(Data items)
Start of Block

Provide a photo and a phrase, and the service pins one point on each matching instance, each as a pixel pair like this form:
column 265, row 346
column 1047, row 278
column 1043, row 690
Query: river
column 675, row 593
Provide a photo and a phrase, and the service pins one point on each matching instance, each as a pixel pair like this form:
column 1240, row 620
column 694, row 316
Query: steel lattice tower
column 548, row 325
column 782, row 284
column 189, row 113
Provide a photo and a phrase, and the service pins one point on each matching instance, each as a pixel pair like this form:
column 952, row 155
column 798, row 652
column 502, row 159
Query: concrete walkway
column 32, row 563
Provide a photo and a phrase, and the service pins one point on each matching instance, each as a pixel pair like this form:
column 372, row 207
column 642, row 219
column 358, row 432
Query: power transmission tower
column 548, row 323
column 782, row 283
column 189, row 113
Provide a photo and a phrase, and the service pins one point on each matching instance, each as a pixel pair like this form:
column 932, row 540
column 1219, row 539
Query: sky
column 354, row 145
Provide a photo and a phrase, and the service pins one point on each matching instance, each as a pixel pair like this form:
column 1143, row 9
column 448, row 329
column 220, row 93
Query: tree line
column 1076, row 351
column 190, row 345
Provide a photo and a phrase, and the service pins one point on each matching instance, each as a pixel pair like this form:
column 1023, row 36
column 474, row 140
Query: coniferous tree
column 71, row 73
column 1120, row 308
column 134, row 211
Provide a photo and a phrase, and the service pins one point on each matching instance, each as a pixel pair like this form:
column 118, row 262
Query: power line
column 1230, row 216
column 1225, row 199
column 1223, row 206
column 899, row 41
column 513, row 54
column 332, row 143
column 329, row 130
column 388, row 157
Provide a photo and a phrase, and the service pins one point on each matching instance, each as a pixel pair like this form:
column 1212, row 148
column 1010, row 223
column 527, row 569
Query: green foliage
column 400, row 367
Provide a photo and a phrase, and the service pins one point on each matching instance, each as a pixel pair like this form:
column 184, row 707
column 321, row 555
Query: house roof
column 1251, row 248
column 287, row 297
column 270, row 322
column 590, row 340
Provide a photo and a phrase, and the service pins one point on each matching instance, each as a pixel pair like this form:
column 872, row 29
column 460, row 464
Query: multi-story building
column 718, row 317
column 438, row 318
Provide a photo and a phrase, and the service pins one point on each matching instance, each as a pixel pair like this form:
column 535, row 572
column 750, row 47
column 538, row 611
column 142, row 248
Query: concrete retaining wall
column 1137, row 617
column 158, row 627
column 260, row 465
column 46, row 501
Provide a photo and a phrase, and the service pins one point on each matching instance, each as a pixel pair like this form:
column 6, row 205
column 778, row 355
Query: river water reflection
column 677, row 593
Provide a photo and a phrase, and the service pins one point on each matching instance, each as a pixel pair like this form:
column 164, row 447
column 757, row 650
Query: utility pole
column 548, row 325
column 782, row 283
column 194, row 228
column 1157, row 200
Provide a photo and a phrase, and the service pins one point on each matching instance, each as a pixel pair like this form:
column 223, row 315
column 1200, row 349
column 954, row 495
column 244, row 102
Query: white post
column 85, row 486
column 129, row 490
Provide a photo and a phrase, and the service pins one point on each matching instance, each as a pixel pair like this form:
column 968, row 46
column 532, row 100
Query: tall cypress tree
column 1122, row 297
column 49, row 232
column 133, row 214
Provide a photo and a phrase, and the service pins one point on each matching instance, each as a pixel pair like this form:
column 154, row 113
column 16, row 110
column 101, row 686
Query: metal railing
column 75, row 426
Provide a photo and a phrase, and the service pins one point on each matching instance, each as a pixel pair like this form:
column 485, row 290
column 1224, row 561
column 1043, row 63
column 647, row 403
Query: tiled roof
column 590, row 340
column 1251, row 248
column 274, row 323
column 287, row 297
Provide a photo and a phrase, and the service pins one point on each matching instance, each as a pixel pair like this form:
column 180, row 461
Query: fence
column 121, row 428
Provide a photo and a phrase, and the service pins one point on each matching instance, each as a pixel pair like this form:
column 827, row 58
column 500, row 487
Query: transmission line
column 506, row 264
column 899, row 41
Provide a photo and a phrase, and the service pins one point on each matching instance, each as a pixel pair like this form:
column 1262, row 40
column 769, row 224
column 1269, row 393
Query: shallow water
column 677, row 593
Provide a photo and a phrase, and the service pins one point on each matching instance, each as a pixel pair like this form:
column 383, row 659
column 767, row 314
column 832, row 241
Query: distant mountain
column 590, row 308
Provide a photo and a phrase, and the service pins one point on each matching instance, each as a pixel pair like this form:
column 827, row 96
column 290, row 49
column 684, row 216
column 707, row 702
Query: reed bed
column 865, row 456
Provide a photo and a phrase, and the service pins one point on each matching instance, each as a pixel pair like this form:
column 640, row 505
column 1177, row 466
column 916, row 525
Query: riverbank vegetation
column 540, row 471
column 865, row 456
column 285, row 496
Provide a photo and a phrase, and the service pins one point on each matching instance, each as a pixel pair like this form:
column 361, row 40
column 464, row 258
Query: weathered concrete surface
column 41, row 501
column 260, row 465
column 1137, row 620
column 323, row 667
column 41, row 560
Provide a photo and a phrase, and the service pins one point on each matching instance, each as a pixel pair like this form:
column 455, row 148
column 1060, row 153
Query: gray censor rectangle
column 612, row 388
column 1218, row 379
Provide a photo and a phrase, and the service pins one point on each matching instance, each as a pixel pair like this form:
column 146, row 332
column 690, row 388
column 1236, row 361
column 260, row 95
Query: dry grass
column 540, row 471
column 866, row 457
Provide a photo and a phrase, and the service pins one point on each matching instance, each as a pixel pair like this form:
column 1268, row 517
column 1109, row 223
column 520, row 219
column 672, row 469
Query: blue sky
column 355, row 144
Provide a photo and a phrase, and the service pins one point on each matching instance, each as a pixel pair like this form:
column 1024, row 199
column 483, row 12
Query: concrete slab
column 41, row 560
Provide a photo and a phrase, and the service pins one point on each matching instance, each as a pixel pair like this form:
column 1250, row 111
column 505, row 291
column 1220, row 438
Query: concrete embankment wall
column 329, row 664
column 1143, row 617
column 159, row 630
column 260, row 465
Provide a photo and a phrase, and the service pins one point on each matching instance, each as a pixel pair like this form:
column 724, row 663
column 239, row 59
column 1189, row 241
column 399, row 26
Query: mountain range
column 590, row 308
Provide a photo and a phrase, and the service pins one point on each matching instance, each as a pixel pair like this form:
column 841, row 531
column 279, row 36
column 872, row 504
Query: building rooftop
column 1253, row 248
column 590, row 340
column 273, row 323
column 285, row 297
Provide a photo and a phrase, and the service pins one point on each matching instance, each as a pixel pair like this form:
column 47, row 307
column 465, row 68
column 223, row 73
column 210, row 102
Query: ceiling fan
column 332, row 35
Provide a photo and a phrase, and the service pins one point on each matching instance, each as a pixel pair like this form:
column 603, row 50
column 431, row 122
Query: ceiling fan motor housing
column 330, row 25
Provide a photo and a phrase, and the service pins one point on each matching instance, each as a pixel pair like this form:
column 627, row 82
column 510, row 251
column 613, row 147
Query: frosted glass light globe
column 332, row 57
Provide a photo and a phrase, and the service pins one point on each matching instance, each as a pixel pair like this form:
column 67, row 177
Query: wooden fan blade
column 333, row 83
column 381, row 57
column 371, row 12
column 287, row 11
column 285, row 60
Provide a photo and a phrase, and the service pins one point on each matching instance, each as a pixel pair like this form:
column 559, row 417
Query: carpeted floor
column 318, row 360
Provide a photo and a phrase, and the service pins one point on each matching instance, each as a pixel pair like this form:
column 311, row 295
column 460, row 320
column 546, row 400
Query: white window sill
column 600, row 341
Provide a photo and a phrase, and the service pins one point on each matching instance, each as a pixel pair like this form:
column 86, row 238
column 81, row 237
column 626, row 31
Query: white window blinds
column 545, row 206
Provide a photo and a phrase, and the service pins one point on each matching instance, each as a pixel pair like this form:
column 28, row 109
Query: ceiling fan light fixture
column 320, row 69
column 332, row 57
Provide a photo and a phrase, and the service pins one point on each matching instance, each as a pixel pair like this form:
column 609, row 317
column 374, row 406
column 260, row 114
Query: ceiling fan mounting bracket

End of Block

Exercise goal | Please, from the entries above, set down exactly the lines from the one containing "Query: concrete walkway" through the one containing "column 118, row 262", and only those.

Exercise output |
Query: concrete walkway
column 32, row 563
Provide a photo and a phrase, and the service pins one point on each matching instance, each as a pixel pair like this form:
column 372, row 207
column 642, row 219
column 358, row 432
Query: power transmission tower
column 548, row 323
column 782, row 283
column 189, row 113
Provide a photo and a phrase, and the service pins one point on each matching instance, each as a pixel pair like this form:
column 932, row 540
column 1219, row 539
Query: sky
column 354, row 145
Provide a photo and a phrase, and the service pins one point on each matching instance, each as a pixel pair like this form:
column 1143, row 9
column 448, row 329
column 220, row 93
Query: tree line
column 1076, row 351
column 190, row 345
Provide a photo and a phrase, and the service pins one point on each matching instance, each as a pixel pair like this form:
column 1023, row 36
column 474, row 140
Query: coniferous tree
column 71, row 73
column 1120, row 308
column 134, row 211
Provide a photo and a phrase, and the service pins one point on each matching instance, each as a pixel pair like this form:
column 118, row 262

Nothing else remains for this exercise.